> **Text under study**
··········

Obese people aren’t going to cost health services a fortune after all, because they die so much younger that, overall, they save the Government money.
That’s according to the US’s Public Library of Science.
Oh lovely. What kind of warped thinking is that? Let’s allow people to get fat, then – save cash in the long run.
However, leaving the obesity issue aside, which is well worth a full-scale argument, it’s that further little twist in thinking that I note – that it’s assumed that as you get older, you start getting sicker and frailer, as if this was something to be expected. That age inevitably means heart disease and hip replacements and Alzheimer’s and Parkinson’s.
We take so much of that thinking for granted in the UK that we hardly notice the assumption – just look at this British road sign for ‘old people crossing’ compared with the Namibian road sign below, depicting the same societal group.
But I don’t think the French feel that way. When my mother died last year at the age of 83, in the UK the perception was that she’d ‘had a good innings’, but the comment I most often heard from French people was: "Oh dear, that’s no age, is it?"
Well no. Not here it isn’t. The French are the longest-lived people in Europe, and French women outlive their men by four years. The average age at death is 83, but the fact is, my village is full of hale and healthy people in their late 80s and 90s, living on their farms, breeding their own chickens – living full and independent lives. They do not, to me, look like people who are costing the health service much, and I know for a fact that when they get sick, they’re treated the same as younger people, which is not the case in the UK.
When I had physio after a car crash last year, one of my companions in the waiting room was a woman in her mid-80s who had undergone surgery and radiotherapy for breast cancer. 65 sessions, she said, and now she was on a three-month physio course to help her mobility. Try getting any of that in the UK once you hit 70. She bumped into a friend who asked after a mutual third party. "She’s very well," my my companion. "She’s busy looking after her neighbour’s house at the moment…" That third party was 93 years of age.
One reason for this state of health, I’m sure, is that the French eat so much better than Brits. One quick look round the supermarket tells you who’s British before they open their mouths – it’s the lard-arses waddling round the place, loading up their trolleys with booze and fast food. Next to the skinny French, we are a disgrace.
But another reason is that they’re simply better cared for. There is a huge emphasis on preventative medicine here. After the age of 40, women go for a mammography every year, and every citizen is entitled to a full health checkup every 5 years, to nip problems in the bud before they start. French women all have a gynecologist, separate from their GP, and annual cervical smears etc, are considered normal. One way or another, I see a medical professional for checkups three times a year, even when nothing’s wrong with me.
Perhaps it’s time that UK health service focused on preventing sickness rather than treating it. And on teaching patients the value of a balanced diet and a modicum of exercise. And perhaps it’s time the Government banned junk food advertising on television altogther, not just before the watershed. And required schools to reintroduce games as part of the curriculum. Annd home economics, so that people know a protein from a polysaccharide.
Not that there’s a snowball’s chance in hell of that, of course.

··········

> **Input data**

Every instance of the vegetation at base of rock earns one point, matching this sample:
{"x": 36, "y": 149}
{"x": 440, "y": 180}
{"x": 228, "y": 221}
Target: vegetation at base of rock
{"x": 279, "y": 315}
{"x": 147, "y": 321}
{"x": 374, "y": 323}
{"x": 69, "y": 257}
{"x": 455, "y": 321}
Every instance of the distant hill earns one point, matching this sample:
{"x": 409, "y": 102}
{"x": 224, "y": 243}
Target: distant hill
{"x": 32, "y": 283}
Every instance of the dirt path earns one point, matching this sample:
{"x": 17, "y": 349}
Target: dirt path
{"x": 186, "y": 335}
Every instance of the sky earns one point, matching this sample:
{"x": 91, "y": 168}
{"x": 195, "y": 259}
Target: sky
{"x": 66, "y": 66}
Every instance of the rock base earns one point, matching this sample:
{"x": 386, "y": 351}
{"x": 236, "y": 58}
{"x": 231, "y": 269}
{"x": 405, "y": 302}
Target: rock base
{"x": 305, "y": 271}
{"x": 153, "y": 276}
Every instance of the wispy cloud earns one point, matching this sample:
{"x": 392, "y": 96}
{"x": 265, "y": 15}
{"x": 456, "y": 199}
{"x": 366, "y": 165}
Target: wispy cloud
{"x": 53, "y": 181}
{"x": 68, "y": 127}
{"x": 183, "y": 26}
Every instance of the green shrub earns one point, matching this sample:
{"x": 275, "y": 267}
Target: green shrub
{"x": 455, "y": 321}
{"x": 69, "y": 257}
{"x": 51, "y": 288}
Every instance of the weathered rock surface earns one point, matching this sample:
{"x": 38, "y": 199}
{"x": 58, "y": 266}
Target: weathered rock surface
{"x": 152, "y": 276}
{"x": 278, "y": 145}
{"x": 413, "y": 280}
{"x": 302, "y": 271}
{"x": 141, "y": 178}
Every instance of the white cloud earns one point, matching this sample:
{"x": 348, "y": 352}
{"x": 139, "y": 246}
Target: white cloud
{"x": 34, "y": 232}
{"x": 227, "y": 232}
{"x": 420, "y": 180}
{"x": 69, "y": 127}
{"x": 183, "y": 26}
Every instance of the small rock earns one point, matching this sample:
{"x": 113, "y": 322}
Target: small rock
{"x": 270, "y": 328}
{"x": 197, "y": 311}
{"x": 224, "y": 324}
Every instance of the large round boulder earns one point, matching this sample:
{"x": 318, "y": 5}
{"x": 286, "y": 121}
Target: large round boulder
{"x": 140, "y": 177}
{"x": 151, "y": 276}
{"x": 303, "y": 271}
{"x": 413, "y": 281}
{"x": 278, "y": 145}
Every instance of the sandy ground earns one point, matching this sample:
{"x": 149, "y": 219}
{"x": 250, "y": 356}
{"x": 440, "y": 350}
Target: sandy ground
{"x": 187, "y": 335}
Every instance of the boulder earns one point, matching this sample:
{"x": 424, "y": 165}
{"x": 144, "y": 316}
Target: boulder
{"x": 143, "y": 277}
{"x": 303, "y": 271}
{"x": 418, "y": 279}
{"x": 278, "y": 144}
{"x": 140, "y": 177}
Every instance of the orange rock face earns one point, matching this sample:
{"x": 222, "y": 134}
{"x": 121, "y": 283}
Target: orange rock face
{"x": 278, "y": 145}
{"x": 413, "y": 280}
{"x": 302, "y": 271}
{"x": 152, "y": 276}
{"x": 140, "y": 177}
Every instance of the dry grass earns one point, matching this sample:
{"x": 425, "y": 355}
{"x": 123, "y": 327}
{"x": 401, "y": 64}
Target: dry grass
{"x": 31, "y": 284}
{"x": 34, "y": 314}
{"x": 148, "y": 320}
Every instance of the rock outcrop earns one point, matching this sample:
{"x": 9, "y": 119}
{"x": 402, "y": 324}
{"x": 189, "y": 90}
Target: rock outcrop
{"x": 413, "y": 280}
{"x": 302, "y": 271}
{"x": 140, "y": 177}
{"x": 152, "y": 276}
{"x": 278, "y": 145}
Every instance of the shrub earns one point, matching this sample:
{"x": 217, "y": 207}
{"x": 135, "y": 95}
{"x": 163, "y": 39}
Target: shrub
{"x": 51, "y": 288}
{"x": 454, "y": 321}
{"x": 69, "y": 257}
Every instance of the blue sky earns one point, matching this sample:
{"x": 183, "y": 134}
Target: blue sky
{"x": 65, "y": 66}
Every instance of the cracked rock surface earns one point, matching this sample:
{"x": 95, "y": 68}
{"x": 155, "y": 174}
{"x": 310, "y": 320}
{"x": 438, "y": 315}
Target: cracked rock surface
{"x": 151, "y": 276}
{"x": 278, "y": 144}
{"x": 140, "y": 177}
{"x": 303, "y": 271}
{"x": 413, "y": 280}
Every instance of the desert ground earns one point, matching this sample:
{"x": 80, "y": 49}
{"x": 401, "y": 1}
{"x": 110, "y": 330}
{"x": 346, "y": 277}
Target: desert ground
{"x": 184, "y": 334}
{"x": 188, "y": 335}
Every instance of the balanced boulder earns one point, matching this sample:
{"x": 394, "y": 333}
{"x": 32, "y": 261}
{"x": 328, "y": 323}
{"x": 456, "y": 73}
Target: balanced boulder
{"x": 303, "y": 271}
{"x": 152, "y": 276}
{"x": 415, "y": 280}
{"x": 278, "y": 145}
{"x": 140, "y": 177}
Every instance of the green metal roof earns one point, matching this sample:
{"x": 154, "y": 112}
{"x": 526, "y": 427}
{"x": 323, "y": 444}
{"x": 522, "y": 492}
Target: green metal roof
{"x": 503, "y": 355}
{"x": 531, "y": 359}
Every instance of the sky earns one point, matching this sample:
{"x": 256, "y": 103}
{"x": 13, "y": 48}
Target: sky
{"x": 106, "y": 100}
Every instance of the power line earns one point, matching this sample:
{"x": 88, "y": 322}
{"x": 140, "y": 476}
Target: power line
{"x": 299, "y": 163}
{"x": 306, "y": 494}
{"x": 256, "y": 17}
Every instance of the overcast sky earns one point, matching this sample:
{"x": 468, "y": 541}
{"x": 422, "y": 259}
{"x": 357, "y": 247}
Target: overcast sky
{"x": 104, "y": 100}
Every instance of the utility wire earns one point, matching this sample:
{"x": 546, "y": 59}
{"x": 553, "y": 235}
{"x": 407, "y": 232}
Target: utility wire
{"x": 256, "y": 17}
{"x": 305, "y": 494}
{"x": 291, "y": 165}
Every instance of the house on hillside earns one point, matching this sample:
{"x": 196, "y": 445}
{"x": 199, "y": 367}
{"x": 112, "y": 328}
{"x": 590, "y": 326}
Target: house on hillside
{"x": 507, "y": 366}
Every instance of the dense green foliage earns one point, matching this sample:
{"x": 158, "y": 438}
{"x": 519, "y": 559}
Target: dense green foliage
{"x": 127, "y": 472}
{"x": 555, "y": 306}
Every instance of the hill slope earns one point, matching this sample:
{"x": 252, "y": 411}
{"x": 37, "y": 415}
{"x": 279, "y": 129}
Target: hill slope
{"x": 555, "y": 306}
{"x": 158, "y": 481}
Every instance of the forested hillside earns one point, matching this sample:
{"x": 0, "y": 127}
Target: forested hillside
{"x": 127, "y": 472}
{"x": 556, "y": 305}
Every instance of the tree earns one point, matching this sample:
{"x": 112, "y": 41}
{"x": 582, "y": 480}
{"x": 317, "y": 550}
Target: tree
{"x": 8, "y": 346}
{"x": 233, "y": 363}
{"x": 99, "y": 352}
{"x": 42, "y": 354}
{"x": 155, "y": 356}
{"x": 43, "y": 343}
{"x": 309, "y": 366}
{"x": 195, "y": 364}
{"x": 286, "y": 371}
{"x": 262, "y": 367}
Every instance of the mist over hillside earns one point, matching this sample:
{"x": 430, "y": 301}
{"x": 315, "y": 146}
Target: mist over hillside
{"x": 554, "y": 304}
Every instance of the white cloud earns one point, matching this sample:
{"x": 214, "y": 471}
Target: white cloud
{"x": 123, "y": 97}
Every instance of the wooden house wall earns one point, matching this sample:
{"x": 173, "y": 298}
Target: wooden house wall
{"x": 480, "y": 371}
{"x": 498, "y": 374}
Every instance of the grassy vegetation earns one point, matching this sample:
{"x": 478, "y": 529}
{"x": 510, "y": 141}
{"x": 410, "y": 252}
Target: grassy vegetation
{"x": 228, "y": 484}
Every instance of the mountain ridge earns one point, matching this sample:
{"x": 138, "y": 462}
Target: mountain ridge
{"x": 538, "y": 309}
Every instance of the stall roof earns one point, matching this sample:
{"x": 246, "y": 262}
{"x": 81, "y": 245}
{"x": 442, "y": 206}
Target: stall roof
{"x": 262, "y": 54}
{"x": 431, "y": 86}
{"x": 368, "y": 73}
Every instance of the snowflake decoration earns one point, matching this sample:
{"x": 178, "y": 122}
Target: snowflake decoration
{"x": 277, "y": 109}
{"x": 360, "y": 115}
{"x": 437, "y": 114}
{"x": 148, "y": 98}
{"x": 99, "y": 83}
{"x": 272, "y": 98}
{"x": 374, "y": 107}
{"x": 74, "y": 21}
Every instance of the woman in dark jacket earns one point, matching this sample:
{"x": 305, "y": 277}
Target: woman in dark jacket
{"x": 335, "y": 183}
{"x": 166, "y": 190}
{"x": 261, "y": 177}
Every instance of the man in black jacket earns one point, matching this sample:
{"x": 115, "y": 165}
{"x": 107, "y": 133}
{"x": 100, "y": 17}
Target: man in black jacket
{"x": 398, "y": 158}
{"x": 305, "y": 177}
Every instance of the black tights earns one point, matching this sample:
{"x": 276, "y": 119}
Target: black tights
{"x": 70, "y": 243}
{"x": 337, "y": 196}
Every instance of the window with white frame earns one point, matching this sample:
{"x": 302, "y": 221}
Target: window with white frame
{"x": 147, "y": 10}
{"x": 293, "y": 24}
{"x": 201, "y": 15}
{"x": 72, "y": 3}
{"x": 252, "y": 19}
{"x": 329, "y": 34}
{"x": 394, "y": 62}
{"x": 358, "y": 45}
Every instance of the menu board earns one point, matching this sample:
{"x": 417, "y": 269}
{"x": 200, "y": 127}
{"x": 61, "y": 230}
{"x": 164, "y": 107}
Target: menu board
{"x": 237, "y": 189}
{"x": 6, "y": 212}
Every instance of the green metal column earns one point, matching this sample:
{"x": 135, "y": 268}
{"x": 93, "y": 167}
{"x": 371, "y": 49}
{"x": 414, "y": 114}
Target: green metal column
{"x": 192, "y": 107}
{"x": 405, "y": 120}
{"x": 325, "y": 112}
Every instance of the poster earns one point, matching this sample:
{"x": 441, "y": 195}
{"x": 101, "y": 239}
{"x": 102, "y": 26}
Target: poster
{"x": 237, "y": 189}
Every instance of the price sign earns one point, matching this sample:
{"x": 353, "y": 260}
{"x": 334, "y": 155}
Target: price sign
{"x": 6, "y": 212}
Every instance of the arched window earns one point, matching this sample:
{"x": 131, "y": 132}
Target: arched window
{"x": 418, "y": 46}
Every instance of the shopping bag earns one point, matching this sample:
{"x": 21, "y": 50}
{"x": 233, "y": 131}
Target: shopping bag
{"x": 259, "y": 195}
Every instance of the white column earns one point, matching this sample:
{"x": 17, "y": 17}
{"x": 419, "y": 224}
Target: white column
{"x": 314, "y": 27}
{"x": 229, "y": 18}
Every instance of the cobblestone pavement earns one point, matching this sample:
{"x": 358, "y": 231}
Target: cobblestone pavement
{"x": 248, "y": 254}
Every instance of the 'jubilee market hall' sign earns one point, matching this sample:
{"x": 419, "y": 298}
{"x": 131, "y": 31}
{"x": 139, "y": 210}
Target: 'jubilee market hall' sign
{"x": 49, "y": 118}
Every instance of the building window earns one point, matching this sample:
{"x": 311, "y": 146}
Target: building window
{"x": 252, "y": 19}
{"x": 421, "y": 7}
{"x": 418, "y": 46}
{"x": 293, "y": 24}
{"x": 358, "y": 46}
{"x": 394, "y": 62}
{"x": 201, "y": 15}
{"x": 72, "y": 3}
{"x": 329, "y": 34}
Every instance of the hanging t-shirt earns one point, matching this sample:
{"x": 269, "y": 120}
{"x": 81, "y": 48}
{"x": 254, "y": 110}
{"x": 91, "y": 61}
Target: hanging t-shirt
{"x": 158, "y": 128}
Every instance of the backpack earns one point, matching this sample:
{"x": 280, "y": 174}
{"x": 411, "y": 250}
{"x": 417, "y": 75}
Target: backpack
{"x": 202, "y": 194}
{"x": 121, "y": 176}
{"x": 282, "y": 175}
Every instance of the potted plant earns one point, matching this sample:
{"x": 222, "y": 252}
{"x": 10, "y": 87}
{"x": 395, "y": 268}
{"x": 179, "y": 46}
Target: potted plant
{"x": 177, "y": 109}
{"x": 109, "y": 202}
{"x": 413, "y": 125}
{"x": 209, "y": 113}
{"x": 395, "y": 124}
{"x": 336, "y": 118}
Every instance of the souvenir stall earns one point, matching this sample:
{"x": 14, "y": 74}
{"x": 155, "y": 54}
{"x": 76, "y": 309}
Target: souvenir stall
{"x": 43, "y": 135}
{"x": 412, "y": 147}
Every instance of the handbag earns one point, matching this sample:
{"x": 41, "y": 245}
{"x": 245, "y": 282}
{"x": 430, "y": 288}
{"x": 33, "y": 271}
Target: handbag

··········

> **Task prompt**
According to the text on aging and health in France, how often is every French citizen entitled to a full health checkup? The listing was drawn from a separate source and has no connection to the text on aging and health in France.

> **Problem solution**
Every five years.